Action item: Continue the news report on Ireland's revised Living with Covid plan, beginning directly after its final sentence.

Document section:
_____
Tuesday, February 23, 2021

Taoiseach Micheál Martin will give a live address to the nation after 6pm when the Government’s revised Living with Covid plan has been announced.

The reopening of schools will be the centrepiece of the revamped plan, according to reports in The Irish Times.

Mr Martin will also give an update on the vaccination priority list, with a few changes expected to be made.

In-person teaching will partially resume on March 1st, with junior and senior infants returning along with first and second class in primary school. In secondary school, Leaving Certificate classes will return.

Childcare will also resume on a phased basis beginning with the State’s Early Childhood Care and Education (ECCE) preschool scheme on March 8th.

The next date in the plan is March 15th when the rest of primary school classes will return. In secondary school, fifth years will return.

After the Easter holidays, on April 12th, all remaining secondary school students below fifth year will return.

The current restrictions will be extended to April 5th, when there will be a review looking at the potential for easing measures.

Despite hopes that certain social and economic activities could face some limited relaxations, sources told The Irish Times on Monday night that high levels of disease and the priority of resuming education would likely limit room for manoeuvre elsewhere.
_____
Stored data:

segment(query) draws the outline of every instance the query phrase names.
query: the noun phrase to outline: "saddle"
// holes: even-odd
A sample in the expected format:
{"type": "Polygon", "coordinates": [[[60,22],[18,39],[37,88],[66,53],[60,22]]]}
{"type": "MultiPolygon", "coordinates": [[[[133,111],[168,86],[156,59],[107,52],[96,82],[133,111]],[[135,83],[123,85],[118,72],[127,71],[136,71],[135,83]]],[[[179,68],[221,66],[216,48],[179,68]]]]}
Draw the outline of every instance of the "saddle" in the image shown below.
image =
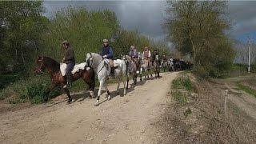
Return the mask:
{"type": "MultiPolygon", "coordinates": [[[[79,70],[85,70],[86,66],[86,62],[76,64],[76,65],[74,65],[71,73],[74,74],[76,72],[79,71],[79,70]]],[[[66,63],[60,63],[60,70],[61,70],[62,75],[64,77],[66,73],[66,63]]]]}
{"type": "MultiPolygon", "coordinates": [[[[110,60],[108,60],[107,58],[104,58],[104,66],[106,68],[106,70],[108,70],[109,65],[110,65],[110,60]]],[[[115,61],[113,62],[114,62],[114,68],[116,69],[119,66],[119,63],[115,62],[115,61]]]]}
_____
Written response:
Outdoor restrictions

The construction sector will likely remain substantially closed aside from current exemptions, despite a last-minute push to allow work on private individual house completions.

The Government is likely to back away from plans to allow some easing of outdoor restrictions, including non-contact training and socially distanced meetings.

Until last week, Ministers were actively discussing the limited resumption of such activity from early April. Continuing high case numbers and pressure on hospitals now means it is unlikely to be considered until after Easter.

Each step in the reopening plan will be followed by a break to assess the impact of resuming activities.

Donnelly tweet

On Claire Byrne Live on RTÉ on Monday night, Minister for Health Stephen Donnelly said he could not confirm which classes would go back to school and when.

The Cabinet sub-committee had already approved the school reopening plan prior to his interview.

He then moved to clarify his comments on school reopening shortly after midnight in a tweet.

He said his understanding was the National Public Health Emergency Team (Nphet) advice that was given to him applied to junior and senior infants only, and that talks were ongoing.

A spokesman for Mr Donnelly told The Irish Times that the Minister misspoke during the show.

“The Minister misspoke – he was advised before going on air that union officials were going back to their executives with the proposals and understood this to be that the process was not complete.”

Labour Party education spokesman Aodhán Ó Ríordáin branded the Government “dysfunctional” following Mr Donnelly’s comments.

Public frustration

Sinn Féin’s David Cullinane said there was a lot of “anger and frustration” among the public over the Government’s messaging about the plans.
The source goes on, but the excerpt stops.